Babacan: Hükûmet ‘ulusal güvenlik riski’ haline gelmiştir
Partisinin Dış Politika ve Güvenlik Eylem Planı tanıtım töreninde konuşan DEVA Partisi Genel Başkan Ali Babacan, “Doğu Akdeniz’deki haklarımızı …
Partisinin Dış Politika ve Güvenlik Eylem Planı tanıtım töreninde konuşan DEVA Partisi Genel Başkan Ali Babacan, “Doğu Akdeniz’deki haklarımızı gözümüzün önünde başka ülkeler paylaşıyorsa, Ege’deki ulusal egemenlik haklarımızı kullanamamayla ilgili dışarıdan gittikçe daralan bir çembere alınıyorsak, artık bu hükûmet bir ‘ulusal güvenlik riski’ haline gelmiştir.” dedi.
DEVA Partisi, Dış Politika ve Güvenlik Eylem Planını açıkladı. Tanıtım töreninde açıklama yapan DEVA Partisi lideri Ali Babacan şunları söyledi:
“DÜNYADA DEMOKRASİYİ SAVUNANLARLA AYNI YERDEYİZ”
“Dünyada demokrasiyi savunanlarla aynı yerdeyiz. Dünyanın her yerinde, yasaklara karşı direnen kadınlarla, Rusya’da gazeteleri kapatılan, slogan attıkları için 10 yıl hapis cezası alan savaş karşıtlarıyla aynı yerdeyiz.
Ukrayna’da bağımsızlığın, onurlu eşitliğin mücadelesini verenlerle; Belarus’taki hileli seçimleri kabul etmeyenlerle, ailece hapse atılanlarla aynı yerdeyiz.

+-------+

### Alıştırma görevi 1
Lütfen kayıtlarda "of the flame" ifadesini içeren satırdan başlayıp "(1012, 426)" ifadesini içeren satırda biten bölümü, iki uç satır da dahil, hiç değiştirmeden yeniden yaz.

+-------+

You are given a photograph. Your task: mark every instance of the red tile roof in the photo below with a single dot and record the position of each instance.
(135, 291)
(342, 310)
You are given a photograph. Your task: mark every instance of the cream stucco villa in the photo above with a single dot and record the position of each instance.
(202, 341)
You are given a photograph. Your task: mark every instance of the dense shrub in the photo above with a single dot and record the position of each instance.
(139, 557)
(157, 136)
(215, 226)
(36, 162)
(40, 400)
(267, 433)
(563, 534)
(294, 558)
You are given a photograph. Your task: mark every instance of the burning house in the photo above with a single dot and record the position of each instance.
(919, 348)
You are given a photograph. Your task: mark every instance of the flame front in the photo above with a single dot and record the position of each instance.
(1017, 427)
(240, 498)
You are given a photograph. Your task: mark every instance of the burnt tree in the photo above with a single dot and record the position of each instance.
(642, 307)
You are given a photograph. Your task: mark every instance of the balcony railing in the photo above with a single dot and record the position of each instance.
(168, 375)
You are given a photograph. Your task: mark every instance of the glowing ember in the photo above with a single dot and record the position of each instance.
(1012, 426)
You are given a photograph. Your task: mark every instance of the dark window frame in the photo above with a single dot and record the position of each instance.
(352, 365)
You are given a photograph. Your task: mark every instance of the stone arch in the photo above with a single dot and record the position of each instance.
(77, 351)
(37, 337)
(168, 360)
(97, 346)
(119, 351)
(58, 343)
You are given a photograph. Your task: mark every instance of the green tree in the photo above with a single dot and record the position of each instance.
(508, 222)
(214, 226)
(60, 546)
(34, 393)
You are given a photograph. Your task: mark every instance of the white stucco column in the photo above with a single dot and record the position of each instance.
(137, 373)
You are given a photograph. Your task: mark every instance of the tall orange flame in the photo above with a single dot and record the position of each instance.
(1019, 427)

+-------+

### Alıştırma görevi 2
Babacan haberindeki "DEVA Partisi, Dış Politika ve Güvenlik Eylem Planını açıkladı." cümlesini İngilizceye çevir.

### Tamamlanmış yanıt 1
You are given a photograph. Your task: mark every instance of the flame front in the photo above with a single dot and record the position of each instance.
(1017, 427)
(240, 498)
You are given a photograph. Your task: mark every instance of the burnt tree in the photo above with a single dot and record the position of each instance.
(642, 307)
You are given a photograph. Your task: mark every instance of the balcony railing in the photo above with a single dot and record the position of each instance.
(168, 375)
You are given a photograph. Your task: mark every instance of the glowing ember in the photo above with a single dot and record the position of each instance.
(1012, 426)

### Tamamlanmış yanıt 2
The DEVA Party announced its Foreign Policy and Security Action Plan.